──────── Page excerpt
Talk
Chat with your Enterprise Data
Dr. Simon Harrer, Co-Founder & CEO @ Entropy Data · January 22, 2026
In this guest talk at Purdue University, I show how AI can answer any business question while enforcing data governance policies. Starting with a live demo of Claude discovering data products, requesting access with a clear purpose, and querying Databricks through an MCP server, I unpack why it works: good metadata in the form of data products, data contracts, semantics, and access agreements — and how AI finally gives us a reason to invest in that metadata.
Thanks to the Purdue University team for the invitation, and to our co-authors at King’s College London and the Jheronimus Academy of Data Science (JADS) for the research this talk builds on.
Hello, My Name Is Simon
Happy to speak today — I’m calling from Germany, so for me it’s almost late afternoon. By training I’m a software engineer. I worked a lot with Java, co-authored “Java by Comparison” on writing maintainable code, and spent three years in a remote mob-programming team — four or five people on a Zoom call all day, one screen shared, driver swapping every ten minutes, always working on one thing together. I also did a lot of infrastructure work with Kubernetes and the GitOps approach.
────────────────
──────── Data section
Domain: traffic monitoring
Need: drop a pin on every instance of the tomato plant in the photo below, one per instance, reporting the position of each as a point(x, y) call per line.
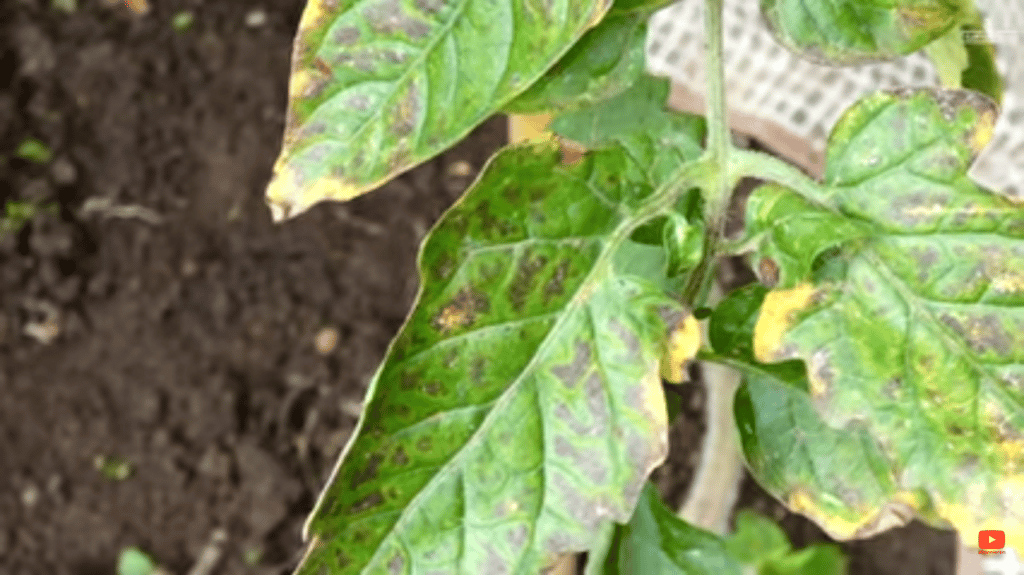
────────────────
■ **Assignment 1**:
Answer from the talk page:
(a) At which university was the guest talk given?
(b) What book did the speaker co-author?
(c) How often did the driver swap in the speaker's mob-programming team?
■ **Assignment 2**: Reproduce a passage of the talk page word for word, beginning at the words "Hello, My Name" and stopping after "the GitOps approach.".
■ **Assignment 3**: Write the next part of the talk page on chatting with enterprise data, picking up after its final sentence.
The data have no connection to the talk page.

■ **Task response 1**:
(a) Purdue University
(b) "Java by Comparison"
(c) Every ten minutes

■ **Task response 2**:
Hello, My Name Is Simon
Happy to speak today — I’m calling from Germany, so for me it’s almost late afternoon. By training I’m a software engineer. I worked a lot with Java, co-authored “Java by Comparison” on writing maintainable code, and spent three years in a remote mob-programming team — four or five people on a Zoom call all day, one screen shared, driver swapping every ten minutes, always working on one thing together. I also did a lot of infrastructure work with Kubernetes and the GitOps approach.

■ **Task response 3**:
Then something I never expected happened: I switched sides. I switched to the dark side — the world of data. About five years ago. Honestly, by then there wasn’t a lot of innovation left in the software engineering world for me; the data world, by contrast, was exploding with innovation, driven by the rise of data mesh, the concept Zhamak Dehghani coined. With my co-author we built datamesh-architecture.com as a reference, and together we translated the O’Reilly Data Mesh book into German — the nice thing is that the German version is printed in color. We fought for that. You Americans are a little more stingy on printing in color, to be honest.
Because of my PhD in distributed systems I never fully left academia, and I still publish research together with people from King’s College London and HTW Berlin. I’m on the Technical Steering Committee of the Linux Foundation’s BITOL project driving open standards around data contracts and data products — you had a talk from Sean Perin, the TSC president, here at Purdue a while back. I co-maintain open-source tooling around those standards. And last but not least I’m the co-founder of Entropy Data, a SaaS data product marketplace. We’re a small startup — already profitable, VC-free, bootstrapped, and growing quickly. That’s my persona.
The White Paper
Today I want to talk about chatting with your enterprise data. We’ve written a white paper on arXiv — arxiv.org/pdf/2601.08687 — together with people from King’s College London and the Jheronimus Academy of Data Science (JADS) in the Netherlands. Go there for a lot more detail; everything I show here is also linked from entropy-data.com/research.
The Goal, in One Sentence
The key idea is simple: we want to enable AI to answer any business question while enforcing data governance policies.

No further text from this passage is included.